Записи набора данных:

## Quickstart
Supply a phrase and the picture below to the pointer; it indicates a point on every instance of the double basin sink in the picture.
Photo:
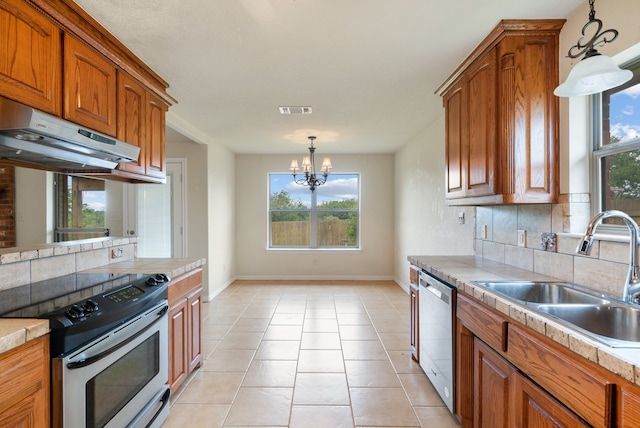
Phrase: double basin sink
(607, 320)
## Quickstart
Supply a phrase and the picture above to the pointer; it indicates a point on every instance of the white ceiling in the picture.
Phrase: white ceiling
(368, 68)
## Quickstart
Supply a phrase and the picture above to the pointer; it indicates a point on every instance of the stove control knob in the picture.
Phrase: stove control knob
(90, 306)
(75, 312)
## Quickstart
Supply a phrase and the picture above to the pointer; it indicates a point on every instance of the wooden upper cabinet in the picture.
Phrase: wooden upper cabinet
(132, 120)
(502, 118)
(30, 57)
(141, 121)
(455, 131)
(481, 133)
(89, 87)
(156, 162)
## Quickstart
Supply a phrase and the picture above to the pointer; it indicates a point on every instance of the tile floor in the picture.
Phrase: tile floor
(308, 355)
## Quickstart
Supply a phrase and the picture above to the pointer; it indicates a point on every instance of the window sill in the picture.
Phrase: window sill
(314, 250)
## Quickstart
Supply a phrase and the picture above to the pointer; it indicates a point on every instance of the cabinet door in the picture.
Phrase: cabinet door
(492, 388)
(178, 344)
(481, 124)
(195, 334)
(629, 406)
(30, 57)
(155, 137)
(131, 120)
(529, 123)
(24, 374)
(534, 408)
(89, 87)
(456, 143)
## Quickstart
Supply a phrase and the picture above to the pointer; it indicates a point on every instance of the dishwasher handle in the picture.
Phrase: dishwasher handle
(439, 289)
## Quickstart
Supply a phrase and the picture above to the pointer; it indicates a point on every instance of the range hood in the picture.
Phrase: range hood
(31, 137)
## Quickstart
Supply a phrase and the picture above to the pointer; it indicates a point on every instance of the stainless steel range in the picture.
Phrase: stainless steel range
(109, 351)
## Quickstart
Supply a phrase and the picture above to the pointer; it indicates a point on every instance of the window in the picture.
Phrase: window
(616, 155)
(80, 208)
(325, 218)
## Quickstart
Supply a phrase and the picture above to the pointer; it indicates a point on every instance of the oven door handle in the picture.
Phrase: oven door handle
(91, 360)
(165, 401)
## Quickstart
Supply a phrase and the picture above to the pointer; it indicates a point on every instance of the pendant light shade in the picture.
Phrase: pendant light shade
(593, 75)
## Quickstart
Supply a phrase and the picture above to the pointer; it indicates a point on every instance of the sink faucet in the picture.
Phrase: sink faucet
(631, 291)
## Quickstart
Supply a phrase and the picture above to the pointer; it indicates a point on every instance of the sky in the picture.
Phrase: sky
(95, 200)
(624, 112)
(339, 187)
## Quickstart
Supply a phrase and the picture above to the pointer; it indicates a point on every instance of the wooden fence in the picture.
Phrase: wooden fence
(331, 233)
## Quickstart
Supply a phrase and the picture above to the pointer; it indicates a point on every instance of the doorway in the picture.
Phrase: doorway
(156, 212)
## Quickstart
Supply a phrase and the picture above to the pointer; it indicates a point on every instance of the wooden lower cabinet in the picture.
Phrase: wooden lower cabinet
(414, 304)
(511, 376)
(506, 398)
(25, 374)
(185, 326)
(178, 346)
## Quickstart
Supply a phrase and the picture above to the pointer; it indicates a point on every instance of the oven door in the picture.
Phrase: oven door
(113, 380)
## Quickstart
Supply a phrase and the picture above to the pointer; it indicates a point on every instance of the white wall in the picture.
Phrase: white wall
(196, 221)
(425, 225)
(33, 222)
(373, 261)
(221, 218)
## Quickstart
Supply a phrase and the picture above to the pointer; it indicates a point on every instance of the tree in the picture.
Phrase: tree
(282, 201)
(345, 210)
(623, 173)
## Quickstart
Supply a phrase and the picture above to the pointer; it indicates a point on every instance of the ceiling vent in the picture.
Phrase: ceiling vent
(294, 110)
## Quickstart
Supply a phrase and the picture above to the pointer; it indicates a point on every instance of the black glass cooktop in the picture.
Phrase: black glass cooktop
(38, 298)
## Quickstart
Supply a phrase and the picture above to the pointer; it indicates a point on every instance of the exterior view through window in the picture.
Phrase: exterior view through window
(80, 208)
(617, 152)
(328, 217)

§ **Задание**: Какие строки записей выше содержат слово «stainless», если учитывать регистр? Отфильтруйте записи и выпишите каждую такую строку целиком.

§ **Решение ниже**:
Supply a phrase and the picture above to the pointer; it indicates a point on every instance of the stainless steel range in the picture.
Phrase: stainless steel range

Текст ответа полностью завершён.